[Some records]
— Begin —
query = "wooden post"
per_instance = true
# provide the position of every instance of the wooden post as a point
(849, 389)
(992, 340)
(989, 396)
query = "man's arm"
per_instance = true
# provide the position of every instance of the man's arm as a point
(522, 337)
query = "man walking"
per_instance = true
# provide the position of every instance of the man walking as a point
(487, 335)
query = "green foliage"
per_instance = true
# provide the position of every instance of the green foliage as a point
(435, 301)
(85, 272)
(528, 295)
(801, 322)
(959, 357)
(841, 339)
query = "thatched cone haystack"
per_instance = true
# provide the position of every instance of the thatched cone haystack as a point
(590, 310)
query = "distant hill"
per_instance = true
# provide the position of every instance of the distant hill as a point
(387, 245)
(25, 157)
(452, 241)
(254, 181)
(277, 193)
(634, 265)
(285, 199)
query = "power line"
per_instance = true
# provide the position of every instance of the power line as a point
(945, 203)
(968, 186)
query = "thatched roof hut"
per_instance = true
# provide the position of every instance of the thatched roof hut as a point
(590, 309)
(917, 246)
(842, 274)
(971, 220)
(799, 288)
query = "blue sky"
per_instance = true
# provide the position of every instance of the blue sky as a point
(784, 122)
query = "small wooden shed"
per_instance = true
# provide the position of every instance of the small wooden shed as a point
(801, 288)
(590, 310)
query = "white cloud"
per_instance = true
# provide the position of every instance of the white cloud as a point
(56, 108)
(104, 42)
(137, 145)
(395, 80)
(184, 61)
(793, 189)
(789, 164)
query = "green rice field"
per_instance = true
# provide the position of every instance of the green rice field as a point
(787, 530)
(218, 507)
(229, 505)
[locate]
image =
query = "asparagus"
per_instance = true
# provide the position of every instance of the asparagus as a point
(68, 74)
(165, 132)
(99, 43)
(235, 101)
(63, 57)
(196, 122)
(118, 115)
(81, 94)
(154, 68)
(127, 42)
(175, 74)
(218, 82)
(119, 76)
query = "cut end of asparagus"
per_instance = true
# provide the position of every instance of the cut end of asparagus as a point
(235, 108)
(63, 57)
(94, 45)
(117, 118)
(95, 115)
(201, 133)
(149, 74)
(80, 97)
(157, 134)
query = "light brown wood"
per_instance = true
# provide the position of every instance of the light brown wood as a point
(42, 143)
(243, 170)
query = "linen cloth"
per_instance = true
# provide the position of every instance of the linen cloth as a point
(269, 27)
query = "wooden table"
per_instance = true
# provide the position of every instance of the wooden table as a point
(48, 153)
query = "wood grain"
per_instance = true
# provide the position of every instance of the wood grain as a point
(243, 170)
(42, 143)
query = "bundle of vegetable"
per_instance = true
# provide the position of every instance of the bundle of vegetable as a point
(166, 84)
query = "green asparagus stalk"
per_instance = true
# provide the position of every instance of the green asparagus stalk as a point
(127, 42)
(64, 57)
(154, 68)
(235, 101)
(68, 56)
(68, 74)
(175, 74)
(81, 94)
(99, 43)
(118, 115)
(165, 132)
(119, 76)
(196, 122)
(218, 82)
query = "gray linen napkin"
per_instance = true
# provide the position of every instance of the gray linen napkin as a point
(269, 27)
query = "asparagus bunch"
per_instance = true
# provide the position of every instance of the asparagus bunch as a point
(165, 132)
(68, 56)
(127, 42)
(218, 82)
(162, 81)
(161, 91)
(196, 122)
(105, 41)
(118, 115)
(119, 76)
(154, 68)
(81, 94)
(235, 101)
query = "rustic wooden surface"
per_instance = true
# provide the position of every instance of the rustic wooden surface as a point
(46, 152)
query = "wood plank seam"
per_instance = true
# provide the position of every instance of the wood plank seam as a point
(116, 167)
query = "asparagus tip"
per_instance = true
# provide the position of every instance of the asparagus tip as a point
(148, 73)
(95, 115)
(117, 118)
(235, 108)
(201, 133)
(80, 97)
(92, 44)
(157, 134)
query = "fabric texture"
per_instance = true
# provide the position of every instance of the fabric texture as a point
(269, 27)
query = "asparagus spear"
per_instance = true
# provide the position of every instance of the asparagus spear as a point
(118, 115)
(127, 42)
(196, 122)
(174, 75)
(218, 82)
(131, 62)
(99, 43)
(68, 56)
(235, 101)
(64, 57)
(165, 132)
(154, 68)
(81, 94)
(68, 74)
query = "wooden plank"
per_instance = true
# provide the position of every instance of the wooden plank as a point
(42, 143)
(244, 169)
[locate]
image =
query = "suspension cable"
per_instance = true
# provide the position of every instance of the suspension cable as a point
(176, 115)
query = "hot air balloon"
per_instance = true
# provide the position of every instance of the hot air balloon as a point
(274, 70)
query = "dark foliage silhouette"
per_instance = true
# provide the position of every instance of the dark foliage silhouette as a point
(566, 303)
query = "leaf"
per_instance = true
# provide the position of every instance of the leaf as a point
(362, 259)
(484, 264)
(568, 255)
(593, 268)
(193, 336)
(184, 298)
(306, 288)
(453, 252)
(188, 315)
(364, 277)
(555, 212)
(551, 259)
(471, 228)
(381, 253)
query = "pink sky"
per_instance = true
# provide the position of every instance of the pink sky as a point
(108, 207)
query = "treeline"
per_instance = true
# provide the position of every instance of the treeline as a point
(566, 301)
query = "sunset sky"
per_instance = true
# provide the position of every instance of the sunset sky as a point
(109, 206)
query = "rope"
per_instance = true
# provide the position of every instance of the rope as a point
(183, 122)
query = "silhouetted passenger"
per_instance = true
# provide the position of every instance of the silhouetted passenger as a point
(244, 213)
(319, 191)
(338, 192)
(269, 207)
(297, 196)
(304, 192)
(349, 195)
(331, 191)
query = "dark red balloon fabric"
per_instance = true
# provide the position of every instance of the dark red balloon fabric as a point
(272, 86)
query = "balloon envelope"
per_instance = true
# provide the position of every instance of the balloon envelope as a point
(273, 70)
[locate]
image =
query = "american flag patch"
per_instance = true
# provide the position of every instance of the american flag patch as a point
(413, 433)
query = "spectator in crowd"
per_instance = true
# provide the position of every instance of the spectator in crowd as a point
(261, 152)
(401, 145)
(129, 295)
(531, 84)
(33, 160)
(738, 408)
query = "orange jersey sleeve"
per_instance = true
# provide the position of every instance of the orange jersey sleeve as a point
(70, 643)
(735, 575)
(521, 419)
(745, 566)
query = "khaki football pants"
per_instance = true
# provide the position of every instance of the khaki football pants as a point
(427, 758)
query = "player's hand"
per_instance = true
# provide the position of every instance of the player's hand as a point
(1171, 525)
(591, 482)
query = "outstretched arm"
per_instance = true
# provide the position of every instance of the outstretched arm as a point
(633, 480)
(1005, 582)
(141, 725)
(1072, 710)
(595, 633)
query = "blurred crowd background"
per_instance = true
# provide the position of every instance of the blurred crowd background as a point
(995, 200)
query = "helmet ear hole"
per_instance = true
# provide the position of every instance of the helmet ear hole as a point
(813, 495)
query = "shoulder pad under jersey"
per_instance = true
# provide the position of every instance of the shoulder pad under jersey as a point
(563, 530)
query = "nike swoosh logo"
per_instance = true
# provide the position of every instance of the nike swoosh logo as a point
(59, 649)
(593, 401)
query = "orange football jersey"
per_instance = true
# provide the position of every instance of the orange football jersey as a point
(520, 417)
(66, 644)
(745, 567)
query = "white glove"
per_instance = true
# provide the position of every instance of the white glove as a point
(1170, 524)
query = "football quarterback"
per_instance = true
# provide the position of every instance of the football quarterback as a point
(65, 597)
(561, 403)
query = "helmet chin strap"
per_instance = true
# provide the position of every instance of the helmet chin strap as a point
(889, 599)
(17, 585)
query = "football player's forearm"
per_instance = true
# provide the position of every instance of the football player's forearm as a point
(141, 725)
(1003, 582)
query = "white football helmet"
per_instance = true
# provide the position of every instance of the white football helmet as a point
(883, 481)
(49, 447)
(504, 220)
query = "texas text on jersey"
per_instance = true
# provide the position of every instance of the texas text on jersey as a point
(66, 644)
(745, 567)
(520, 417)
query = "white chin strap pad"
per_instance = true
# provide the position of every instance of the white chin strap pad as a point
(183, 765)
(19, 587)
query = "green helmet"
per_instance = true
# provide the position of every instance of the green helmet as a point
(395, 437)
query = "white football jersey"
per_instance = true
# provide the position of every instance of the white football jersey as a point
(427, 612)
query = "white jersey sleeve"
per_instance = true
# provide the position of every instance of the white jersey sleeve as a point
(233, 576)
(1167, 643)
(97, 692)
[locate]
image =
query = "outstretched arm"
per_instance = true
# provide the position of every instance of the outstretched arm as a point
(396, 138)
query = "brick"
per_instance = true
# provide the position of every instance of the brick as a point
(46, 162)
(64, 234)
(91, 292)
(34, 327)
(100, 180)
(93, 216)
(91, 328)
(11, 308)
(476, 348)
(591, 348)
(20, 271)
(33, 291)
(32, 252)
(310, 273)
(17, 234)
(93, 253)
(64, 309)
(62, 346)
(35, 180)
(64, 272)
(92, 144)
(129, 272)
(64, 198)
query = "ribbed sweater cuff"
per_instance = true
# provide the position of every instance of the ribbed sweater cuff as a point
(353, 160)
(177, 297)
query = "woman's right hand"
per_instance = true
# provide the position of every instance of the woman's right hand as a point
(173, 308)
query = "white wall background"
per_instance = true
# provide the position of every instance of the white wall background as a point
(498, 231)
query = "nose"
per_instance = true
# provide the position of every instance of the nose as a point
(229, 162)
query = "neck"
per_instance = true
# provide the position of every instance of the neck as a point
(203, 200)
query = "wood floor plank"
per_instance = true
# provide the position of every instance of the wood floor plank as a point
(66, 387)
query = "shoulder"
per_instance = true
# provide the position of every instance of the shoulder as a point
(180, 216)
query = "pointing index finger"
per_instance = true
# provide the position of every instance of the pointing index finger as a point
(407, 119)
— End —
The exercise: Pick out each line of the material above that contains the word "index" and copy those lines in full.

Result for this exercise:
query = "pointing index finger"
# provide the position of every instance of the pointing index finger as a point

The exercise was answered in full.